§ Short exercise a
Copy the passage about Liam Cunningham word for word, starting at "Liam Cunningham (25" and ending at "for the Donegal North-East constituency.".

§ Document extract
Liam Cunningham (25 January 1915 – 29 February 1976) was an Irish Fianna Fáil politician. He was born in County Donegal in 1915. A qualified national school teacher, Cunningham was first elected to Dáil Éireann as a Fianna Fáil Teachta Dála (TD) for the Donegal East constituency at the 1951 general election. At the time the senior Fianna Fáil TD was Neil Blaney who would subsequently become a Government Minister. From 1961 onwards, he was elected for the Donegal North-East constituency.

After the events of the Arms Crisis Blaney was sacked as Minister for Agriculture by the Taoiseach Jack Lynch. In the resulting reshuffle Cunningham was appointed Parliamentary Secretary to the Minister for Local Government on 9 May 1970. This was something of a surprise at the time and was attributed to an attempt by the party leadership to pressurise Blaney within the Donegal North-East constituency. Cunningham remained a Parliamentary Secretary until Fianna Fáil lost power at the 1973 general election.

§ Material to process
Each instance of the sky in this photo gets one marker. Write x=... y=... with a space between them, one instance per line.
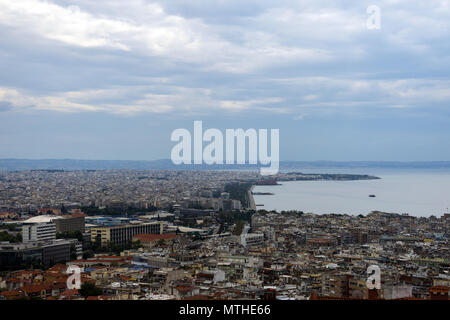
x=111 y=79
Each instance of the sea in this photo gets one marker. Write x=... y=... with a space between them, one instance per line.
x=417 y=192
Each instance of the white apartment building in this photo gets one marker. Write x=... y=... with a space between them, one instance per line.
x=38 y=229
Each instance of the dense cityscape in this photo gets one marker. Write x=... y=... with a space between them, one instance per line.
x=198 y=235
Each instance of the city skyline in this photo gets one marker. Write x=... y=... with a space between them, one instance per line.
x=115 y=81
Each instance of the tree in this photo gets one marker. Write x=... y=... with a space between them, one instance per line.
x=89 y=289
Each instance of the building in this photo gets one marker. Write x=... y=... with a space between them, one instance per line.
x=13 y=255
x=253 y=239
x=56 y=252
x=150 y=240
x=122 y=234
x=38 y=231
x=70 y=223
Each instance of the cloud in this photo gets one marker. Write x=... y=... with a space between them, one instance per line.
x=5 y=106
x=200 y=57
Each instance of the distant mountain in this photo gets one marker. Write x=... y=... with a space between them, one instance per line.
x=166 y=164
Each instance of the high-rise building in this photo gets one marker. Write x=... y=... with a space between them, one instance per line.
x=40 y=228
x=122 y=234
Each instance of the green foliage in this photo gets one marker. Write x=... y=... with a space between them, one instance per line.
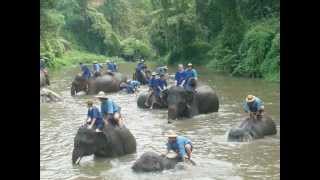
x=133 y=48
x=241 y=37
x=254 y=50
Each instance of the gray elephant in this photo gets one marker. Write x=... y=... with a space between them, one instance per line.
x=107 y=82
x=253 y=129
x=152 y=162
x=111 y=142
x=183 y=103
x=160 y=103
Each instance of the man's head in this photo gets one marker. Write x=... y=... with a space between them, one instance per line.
x=250 y=99
x=101 y=96
x=172 y=136
x=89 y=103
x=153 y=74
x=180 y=67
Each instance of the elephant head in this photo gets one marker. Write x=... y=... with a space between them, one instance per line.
x=252 y=129
x=178 y=99
x=151 y=162
x=87 y=142
x=78 y=84
x=112 y=142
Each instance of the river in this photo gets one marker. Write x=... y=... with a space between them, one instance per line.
x=215 y=157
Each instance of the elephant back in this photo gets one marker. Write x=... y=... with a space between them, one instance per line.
x=207 y=99
x=141 y=100
x=269 y=126
x=119 y=77
x=120 y=141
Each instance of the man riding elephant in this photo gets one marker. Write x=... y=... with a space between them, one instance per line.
x=94 y=117
x=180 y=77
x=191 y=74
x=140 y=72
x=254 y=106
x=96 y=69
x=179 y=144
x=110 y=110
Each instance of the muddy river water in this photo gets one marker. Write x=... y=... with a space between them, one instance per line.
x=215 y=157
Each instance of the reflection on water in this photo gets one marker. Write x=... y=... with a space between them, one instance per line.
x=215 y=157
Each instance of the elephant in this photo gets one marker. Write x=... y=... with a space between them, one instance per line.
x=47 y=95
x=152 y=162
x=44 y=79
x=160 y=104
x=183 y=103
x=251 y=128
x=142 y=77
x=109 y=82
x=111 y=142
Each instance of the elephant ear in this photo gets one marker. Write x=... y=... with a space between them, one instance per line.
x=189 y=96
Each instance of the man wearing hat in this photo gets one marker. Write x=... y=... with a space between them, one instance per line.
x=96 y=69
x=94 y=117
x=254 y=106
x=86 y=74
x=110 y=110
x=111 y=67
x=153 y=88
x=191 y=73
x=180 y=144
x=162 y=70
x=180 y=77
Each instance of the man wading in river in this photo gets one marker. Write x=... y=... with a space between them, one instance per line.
x=94 y=117
x=110 y=110
x=179 y=144
x=254 y=106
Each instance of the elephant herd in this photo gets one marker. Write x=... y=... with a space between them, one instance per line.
x=119 y=141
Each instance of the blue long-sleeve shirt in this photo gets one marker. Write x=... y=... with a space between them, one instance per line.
x=256 y=106
x=112 y=67
x=94 y=112
x=191 y=74
x=179 y=145
x=161 y=84
x=180 y=77
x=85 y=71
x=96 y=67
x=109 y=107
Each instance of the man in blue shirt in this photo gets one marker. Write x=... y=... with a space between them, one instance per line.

§ Short exercise b
Write out the entries unchanged, starting at the line that contains "Each instance of the elephant herd" and ending at the line that contains "x=119 y=141", both lines included.

§ Written answer a
Liam Cunningham (25 January 1915 – 29 February 1976) was an Irish Fianna Fáil politician. He was born in County Donegal in 1915. A qualified national school teacher, Cunningham was first elected to Dáil Éireann as a Fianna Fáil Teachta Dála (TD) for the Donegal East constituency at the 1951 general election. At the time the senior Fianna Fáil TD was Neil Blaney who would subsequently become a Government Minister. From 1961 onwards, he was elected for the Donegal North-East constituency.

§ Written answer b
Each instance of the elephant herd in this photo gets one marker. Write x=... y=... with a space between them, one instance per line.
x=119 y=141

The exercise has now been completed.